* [Selected extract]
— START —

Comparative literary perspectives allow us to explore both the extent and the concerns of this difference in literatures which are fundamentally related through the global reach of empire. If Britain is to be considered postcolonial, how is this postcoloniality similar and different to the postcoloniality of the ex-colonies? Comparative postcolonial approaches to contemporary fiction afford us an opportunity to examine this within a late capitalist globalized context. They suggest how Britain’s efforts to confront its postimperial present (as these recent critical studies endeavour to explore) impress upon the ex-colonies in an increasingly interconnected world once bound through colonial hybridity.

— END —

* [Given data]
— START —

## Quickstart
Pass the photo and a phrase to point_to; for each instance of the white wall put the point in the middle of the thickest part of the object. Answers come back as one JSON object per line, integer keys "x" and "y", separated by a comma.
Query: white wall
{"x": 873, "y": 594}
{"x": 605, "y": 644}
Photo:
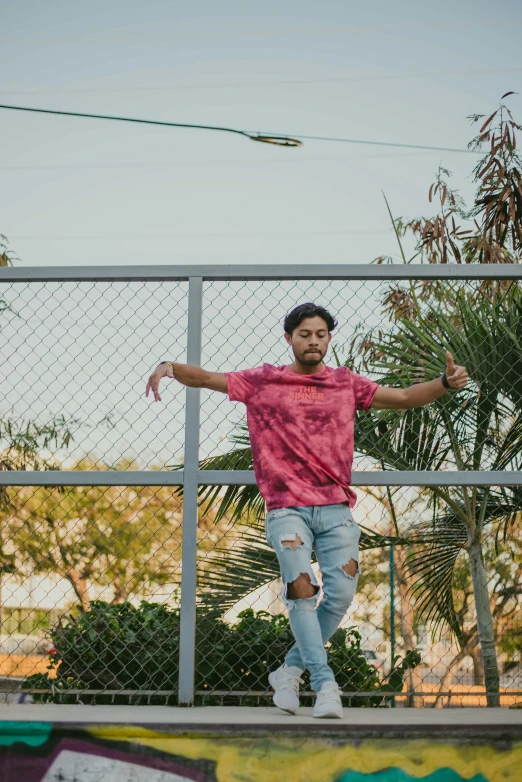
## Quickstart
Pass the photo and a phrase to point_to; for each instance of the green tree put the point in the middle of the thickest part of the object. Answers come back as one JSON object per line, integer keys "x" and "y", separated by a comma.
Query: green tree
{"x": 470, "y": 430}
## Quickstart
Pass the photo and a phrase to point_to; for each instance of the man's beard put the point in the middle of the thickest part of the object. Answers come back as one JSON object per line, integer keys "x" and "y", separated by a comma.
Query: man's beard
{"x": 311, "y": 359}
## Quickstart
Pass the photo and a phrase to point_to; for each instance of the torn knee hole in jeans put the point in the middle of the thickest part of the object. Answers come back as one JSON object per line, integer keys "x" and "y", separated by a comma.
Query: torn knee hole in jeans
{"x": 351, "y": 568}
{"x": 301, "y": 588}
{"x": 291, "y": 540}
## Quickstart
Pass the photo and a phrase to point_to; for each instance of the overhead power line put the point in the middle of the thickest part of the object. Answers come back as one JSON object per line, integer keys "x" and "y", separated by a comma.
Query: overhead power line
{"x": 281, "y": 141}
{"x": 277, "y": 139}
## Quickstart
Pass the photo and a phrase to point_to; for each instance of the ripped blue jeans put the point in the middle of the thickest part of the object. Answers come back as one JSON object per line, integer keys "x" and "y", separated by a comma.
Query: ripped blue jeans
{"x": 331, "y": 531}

— END —

* [Task instructions]
[a] According to the postcolonial literature passage, within what kind of context do comparative postcolonial approaches to contemporary fiction let us examine this difference?
[b] In the postcolonial literature passage, repeat the text from "Comparative literary perspectives" up to and including "through colonial hybridity.", renaming "Britain" as "England".
[c] Translate this sentence from the postcolonial literature passage into French: "If Britain is to be considered postcolonial, how is this postcoloniality similar and different to the postcoloniality of the ex-colonies?"
The records come from a separate source.

* [Solutions for each task]
[a] A late capitalist globalized context.

[b]
Comparative literary perspectives allow us to explore both the extent and the concerns of this difference in literatures which are fundamentally related through the global reach of empire. If England is to be considered postcolonial, how is this postcoloniality similar and different to the postcoloniality of the ex-colonies? Comparative postcolonial approaches to contemporary fiction afford us an opportunity to examine this within a late capitalist globalized context. They suggest how England’s efforts to confront its postimperial present (as these recent critical studies endeavour to explore) impress upon the ex-colonies in an increasingly interconnected world once bound through colonial hybridity.

[c] Si la Grande-Bretagne doit être considérée comme postcoloniale, en quoi cette postcolonialité est-elle semblable à la postcolonialité des anciennes colonies, et en quoi en diffère-t-elle ?